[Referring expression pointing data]
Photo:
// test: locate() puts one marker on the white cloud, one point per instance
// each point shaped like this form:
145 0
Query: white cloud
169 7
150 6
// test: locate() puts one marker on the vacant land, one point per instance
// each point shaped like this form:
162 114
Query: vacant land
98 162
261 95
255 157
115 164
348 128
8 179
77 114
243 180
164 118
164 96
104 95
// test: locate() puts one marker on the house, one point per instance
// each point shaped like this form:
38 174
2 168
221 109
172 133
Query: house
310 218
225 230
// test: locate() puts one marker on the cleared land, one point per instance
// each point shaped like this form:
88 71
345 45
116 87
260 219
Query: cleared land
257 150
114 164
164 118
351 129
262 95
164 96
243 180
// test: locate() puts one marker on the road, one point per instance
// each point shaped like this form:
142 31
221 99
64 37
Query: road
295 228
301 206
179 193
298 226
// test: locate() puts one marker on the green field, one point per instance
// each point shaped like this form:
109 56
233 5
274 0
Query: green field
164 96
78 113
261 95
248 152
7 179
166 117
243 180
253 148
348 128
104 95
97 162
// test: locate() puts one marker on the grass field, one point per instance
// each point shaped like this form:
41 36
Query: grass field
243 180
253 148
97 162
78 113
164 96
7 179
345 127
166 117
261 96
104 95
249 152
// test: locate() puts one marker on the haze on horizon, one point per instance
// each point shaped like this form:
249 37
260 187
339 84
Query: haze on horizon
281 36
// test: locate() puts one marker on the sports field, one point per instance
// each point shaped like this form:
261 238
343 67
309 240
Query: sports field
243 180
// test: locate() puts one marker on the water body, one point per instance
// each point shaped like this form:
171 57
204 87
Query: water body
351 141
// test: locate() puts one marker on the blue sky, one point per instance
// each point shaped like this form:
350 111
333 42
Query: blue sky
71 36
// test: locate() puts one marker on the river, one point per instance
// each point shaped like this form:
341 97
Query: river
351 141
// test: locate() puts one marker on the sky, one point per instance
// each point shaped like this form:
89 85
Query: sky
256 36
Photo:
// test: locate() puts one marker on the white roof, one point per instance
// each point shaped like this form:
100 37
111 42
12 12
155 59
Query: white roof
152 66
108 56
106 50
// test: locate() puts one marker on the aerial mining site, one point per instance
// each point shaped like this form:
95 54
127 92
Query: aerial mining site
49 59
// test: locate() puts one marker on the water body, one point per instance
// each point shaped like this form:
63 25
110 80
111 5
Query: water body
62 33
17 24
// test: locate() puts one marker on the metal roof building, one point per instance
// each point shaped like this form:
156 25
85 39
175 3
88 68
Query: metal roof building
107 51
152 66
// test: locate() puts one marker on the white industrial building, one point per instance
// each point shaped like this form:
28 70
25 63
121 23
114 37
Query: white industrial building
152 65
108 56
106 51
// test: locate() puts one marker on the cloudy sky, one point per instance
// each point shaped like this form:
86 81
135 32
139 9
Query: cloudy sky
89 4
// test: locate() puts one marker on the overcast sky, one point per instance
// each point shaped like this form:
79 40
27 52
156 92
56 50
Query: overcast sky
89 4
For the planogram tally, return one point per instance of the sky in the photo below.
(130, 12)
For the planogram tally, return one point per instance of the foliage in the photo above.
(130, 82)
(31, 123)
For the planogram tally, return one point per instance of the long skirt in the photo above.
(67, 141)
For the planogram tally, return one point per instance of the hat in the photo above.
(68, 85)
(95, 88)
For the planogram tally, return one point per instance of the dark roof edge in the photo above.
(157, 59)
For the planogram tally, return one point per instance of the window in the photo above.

Exercise directions: Write every entry out again, exactly as it stands.

Answer section:
Photo:
// test: locate() puts one marker on the white cloud, one point per instance
// each point shaped like this form:
145 0
Query: white cloud
169 7
150 6
// test: locate() puts one marker on the vacant land, one point per instance
// each point shaped like this form:
162 114
Query: vacant land
98 162
261 95
255 157
115 164
348 128
8 179
77 114
243 180
164 118
164 96
104 95
// test: locate() puts one marker on the house, one point per instance
// each point shaped like this form:
38 174
2 168
221 109
172 133
Query: house
310 218
225 230
// test: locate() puts one marker on the cleared land, one point per instance
// each point shaped like this form:
88 71
345 45
116 87
260 219
Query: cleared land
257 150
114 164
164 118
351 129
262 95
164 96
243 180
// test: locate() puts one marker on the road, one point per instance
// each point shaped like this form:
142 31
221 99
64 37
Query: road
295 228
301 206
179 193
298 226
// test: locate() puts one marker on the green field, one point per instance
// each point shaped like this form:
109 56
233 5
274 0
Query: green field
164 96
78 113
261 95
248 152
7 179
166 117
243 180
253 148
348 128
104 95
97 162
// test: locate() puts one marker on the grass field, one point per instance
// each point shaped like this form:
41 36
Query: grass field
243 180
253 148
97 162
78 113
164 96
7 179
345 127
166 117
261 96
104 95
249 152
// test: locate() puts one marker on the haze on horizon, one point per instance
// each point shaped like this form:
249 37
260 187
339 84
Query: haze on horizon
281 36
// test: locate() puts one marker on the sports field, one point per instance
// each point shaped like this form:
261 238
343 67
309 240
Query: sports field
243 180
// test: locate() puts one marker on the water body, one point per instance
// each point shaped like this form:
171 57
204 87
Query: water body
351 141
// test: locate() puts one marker on the blue sky, one point per instance
// each point shaped like this form:
350 111
333 42
Query: blue sky
71 36
// test: locate() puts one marker on the river, one point per instance
// each point shaped like this form:
341 97
Query: river
351 141
// test: locate() puts one marker on the sky, one point per instance
// each point shaped like this form:
89 85
Query: sky
256 36
Photo:
// test: locate() puts one marker on the white roof, one point per instance
// each point shaped like this form:
100 37
111 42
12 12
155 59
Query: white roof
152 66
108 56
106 50
// test: locate() puts one marker on the aerial mining site, one point per instance
// each point shaped like this form:
95 54
127 92
Query: aerial mining site
49 59
// test: locate() puts one marker on the water body, one point per instance
// each point shaped like this form:
63 25
110 80
111 5
Query: water body
62 33
17 24
// test: locate() puts one marker on the metal roof building, one point per instance
// each point shaped like this form:
156 25
85 39
175 3
88 68
Query: metal roof building
107 51
152 66
// test: locate() puts one marker on the white industrial building, one point per instance
// each point shaped like this form:
28 70
25 63
121 23
114 37
Query: white industrial building
152 65
108 56
106 51
// test: locate() puts one marker on the cloudy sky, one point per instance
// each point shaped like this form:
86 81
135 32
139 9
Query: cloudy sky
89 4
// test: locate() puts one marker on the overcast sky, one point per instance
// each point shaped like this form:
79 40
27 52
156 92
56 50
Query: overcast sky
89 4
For the planogram tally, return one point per instance of the sky in the photo below.
(130, 12)
For the planogram tally, return one point per instance of the foliage in the photo above.
(130, 82)
(31, 123)
For the planogram tally, return one point per instance of the long skirt in the photo above.
(67, 141)
For the planogram tally, return one point per instance of the hat in the photo above.
(68, 85)
(95, 88)
For the planogram tally, return one point per instance of the dark roof edge in the photo above.
(157, 59)
For the planogram tally, return one point per instance of the window in the photo above.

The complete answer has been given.